• _Records for this exercise_:
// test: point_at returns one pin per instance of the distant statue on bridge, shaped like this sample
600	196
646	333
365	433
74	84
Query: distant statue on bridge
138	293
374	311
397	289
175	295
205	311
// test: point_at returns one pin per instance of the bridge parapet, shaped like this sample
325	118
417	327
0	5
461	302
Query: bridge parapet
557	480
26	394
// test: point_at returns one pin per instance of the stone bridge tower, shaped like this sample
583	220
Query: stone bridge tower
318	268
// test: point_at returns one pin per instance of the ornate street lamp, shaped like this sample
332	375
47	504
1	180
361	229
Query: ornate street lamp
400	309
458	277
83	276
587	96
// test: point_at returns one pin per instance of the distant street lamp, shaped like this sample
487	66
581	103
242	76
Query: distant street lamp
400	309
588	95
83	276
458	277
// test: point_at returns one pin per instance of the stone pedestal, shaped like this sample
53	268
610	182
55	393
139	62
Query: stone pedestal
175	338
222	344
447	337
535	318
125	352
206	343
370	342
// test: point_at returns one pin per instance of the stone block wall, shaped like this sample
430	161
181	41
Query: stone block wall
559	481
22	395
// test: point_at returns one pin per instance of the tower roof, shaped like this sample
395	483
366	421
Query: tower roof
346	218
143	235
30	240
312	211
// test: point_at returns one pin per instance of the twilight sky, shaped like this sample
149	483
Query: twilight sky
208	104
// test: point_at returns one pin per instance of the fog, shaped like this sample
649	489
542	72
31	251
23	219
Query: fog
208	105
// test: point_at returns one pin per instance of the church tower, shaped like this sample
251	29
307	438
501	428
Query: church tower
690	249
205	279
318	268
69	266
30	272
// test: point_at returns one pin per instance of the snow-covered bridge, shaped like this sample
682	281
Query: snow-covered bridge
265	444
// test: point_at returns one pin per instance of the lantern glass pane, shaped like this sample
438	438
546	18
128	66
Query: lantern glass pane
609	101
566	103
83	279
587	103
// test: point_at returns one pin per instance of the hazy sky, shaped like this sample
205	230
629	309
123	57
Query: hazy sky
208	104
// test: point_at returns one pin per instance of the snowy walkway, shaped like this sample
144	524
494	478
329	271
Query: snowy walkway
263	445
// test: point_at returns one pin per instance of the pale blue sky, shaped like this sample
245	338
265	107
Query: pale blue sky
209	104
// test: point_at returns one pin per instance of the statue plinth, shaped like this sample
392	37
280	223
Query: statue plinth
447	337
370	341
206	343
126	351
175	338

• _Goal_:
Write out each line of the data above again, exactly as given.

• _Reply_:
// test: point_at returns one pin per instance of the distant statue on bridge, shaped like this sample
600	196
646	333
365	433
74	84
Query: distant statue on bridge
138	293
374	311
397	289
175	295
205	311
// test: point_at returns one pin per instance of the bridge parapet, shaped like this sample
325	118
417	327
0	5
461	302
Query: bridge parapet
557	480
26	394
// test: point_at returns one pin per instance of the stone bridge tower, shaped like this sample
583	220
Query: stone bridge tower
318	268
// test: point_at returns one pin per instance of the ornate street lamp, shaped like this sample
332	375
47	504
1	180
361	229
Query: ornate street lamp
400	309
458	277
83	276
587	96
// test: point_at returns one pin per instance of the distant street lamp, shaped like this sample
487	66
581	103
242	76
Query: distant street lamp
400	309
588	95
83	276
458	277
// test: point_at returns one pin per instance of the stone pedestal, shaped like this sample
53	268
610	182
55	393
139	62
Query: stone pedestal
175	338
222	344
447	337
535	318
125	352
206	343
370	342
// test: point_at returns one pin per instance of the stone block wall, shaped like this sample
430	161
181	41
Query: stone block wall
559	481
22	395
// test: point_at returns one pin per instance of the tower roof, shaped like this sample
395	483
366	421
Query: tower roof
346	218
143	235
30	240
312	211
// test: point_at returns one pin per instance of the twilight sky, shaped like this sample
149	483
Query: twilight sky
208	104
// test: point_at returns one pin per instance of the fog, shaped like this sample
649	489
542	72
31	251
23	219
Query: fog
208	105
// test: point_at returns one pin per instance of the church tower, shaped like this sample
251	29
307	438
501	428
Query: church tower
690	249
205	279
318	268
69	266
30	272
// test: point_at returns one pin per instance of the snow-covered bridge, shaped like this sample
682	281
Query: snow-covered bridge
265	444
// test: point_at returns one pin per instance of the lantern glass pane, shaped like this sample
438	438
546	18
128	66
Query: lantern glass pane
609	101
566	103
83	279
587	103
// test: point_at returns one pin per instance of the hazy sky, shaped like this sample
205	230
629	309
123	57
Query: hazy sky
208	104
// test: point_at returns one pin per instance of the snowy walkway, shaped like this sample
144	524
494	478
329	271
Query: snowy walkway
263	445
// test: point_at returns one pin per instance of the pale blue sky, shaped like this sample
245	338
265	107
Query: pale blue sky
209	104
// test: point_at returns one pin per instance of the statue plinth, shaped like this sample
392	37
280	223
Query: statue plinth
447	337
370	341
206	343
126	351
175	338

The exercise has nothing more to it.